◆ DIRECTION ◆
Render the data from the line with "Every instance of the hardwood floor gets" through the end of the data as a two-column CSV with the columns source and result. Each row pairs a text, in source, with its answer, in result, and each value is one quoted field with line breaks turned into spaces.
------------------------------------------------------------------------
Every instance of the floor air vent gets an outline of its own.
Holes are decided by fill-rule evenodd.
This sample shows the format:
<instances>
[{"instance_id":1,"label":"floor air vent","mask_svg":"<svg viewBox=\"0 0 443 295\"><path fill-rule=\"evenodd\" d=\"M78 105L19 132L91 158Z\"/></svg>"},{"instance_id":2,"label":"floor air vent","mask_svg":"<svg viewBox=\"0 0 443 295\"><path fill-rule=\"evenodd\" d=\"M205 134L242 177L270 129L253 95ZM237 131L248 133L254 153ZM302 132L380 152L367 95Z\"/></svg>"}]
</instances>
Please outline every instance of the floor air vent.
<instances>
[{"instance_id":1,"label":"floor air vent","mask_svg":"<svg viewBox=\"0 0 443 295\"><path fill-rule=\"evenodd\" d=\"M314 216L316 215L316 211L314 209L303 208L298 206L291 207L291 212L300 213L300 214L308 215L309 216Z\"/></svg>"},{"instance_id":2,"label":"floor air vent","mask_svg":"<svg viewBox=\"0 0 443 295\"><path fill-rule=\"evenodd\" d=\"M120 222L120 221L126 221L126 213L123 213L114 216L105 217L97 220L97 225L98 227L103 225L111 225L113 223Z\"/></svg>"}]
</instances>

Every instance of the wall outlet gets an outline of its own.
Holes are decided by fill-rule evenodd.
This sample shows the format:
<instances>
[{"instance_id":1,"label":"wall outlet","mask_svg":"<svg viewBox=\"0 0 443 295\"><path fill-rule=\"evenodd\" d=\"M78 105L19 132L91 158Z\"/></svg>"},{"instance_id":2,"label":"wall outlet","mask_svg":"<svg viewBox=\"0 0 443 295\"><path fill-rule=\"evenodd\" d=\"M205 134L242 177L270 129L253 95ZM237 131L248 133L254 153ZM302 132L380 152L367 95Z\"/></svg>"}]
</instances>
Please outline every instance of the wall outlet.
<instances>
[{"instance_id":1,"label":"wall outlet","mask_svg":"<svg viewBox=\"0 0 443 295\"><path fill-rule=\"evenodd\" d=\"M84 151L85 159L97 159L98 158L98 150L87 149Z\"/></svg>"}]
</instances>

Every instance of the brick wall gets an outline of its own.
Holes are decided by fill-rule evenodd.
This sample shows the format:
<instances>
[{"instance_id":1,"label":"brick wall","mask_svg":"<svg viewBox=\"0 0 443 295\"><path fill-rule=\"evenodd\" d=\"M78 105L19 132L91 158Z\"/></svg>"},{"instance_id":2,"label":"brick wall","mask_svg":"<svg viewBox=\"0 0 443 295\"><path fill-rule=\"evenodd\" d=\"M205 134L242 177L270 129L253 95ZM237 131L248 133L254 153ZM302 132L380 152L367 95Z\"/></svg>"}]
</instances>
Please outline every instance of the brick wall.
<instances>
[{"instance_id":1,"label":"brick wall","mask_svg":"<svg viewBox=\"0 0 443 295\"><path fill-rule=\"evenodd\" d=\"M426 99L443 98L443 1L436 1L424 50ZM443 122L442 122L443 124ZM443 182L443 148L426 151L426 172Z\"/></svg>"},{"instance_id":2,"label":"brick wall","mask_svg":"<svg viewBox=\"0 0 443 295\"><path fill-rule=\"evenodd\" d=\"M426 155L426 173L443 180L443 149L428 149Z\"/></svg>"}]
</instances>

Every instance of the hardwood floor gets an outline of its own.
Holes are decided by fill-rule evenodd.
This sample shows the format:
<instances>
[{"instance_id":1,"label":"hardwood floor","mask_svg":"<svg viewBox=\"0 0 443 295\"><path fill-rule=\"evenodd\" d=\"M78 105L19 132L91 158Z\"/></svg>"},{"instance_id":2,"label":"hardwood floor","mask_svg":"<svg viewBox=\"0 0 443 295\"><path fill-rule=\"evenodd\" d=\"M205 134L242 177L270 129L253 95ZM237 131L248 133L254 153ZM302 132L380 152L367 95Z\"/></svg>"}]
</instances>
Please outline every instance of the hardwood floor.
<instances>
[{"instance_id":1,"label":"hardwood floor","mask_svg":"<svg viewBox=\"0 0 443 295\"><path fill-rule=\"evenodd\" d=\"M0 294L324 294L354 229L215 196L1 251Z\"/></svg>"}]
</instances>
------------------------------------------------------------------------
◆ WRITTEN SOLUTION ◆
source,result
"Every instance of the hardwood floor gets an outline of its own. Holes are decided by fill-rule evenodd. This sample shows the format: <instances> [{""instance_id"":1,""label"":""hardwood floor"",""mask_svg"":""<svg viewBox=\""0 0 443 295\""><path fill-rule=\""evenodd\"" d=\""M78 105L19 132L91 158Z\""/></svg>""},{""instance_id"":2,""label"":""hardwood floor"",""mask_svg"":""<svg viewBox=\""0 0 443 295\""><path fill-rule=\""evenodd\"" d=\""M205 134L242 177L270 129L253 95ZM237 131L248 133L254 153ZM302 132L380 152L367 95Z\""/></svg>""}] </instances> Please outline every instance of the hardwood floor.","<instances> [{""instance_id"":1,""label"":""hardwood floor"",""mask_svg"":""<svg viewBox=\""0 0 443 295\""><path fill-rule=\""evenodd\"" d=\""M0 294L324 294L354 229L215 196L1 251Z\""/></svg>""}] </instances>"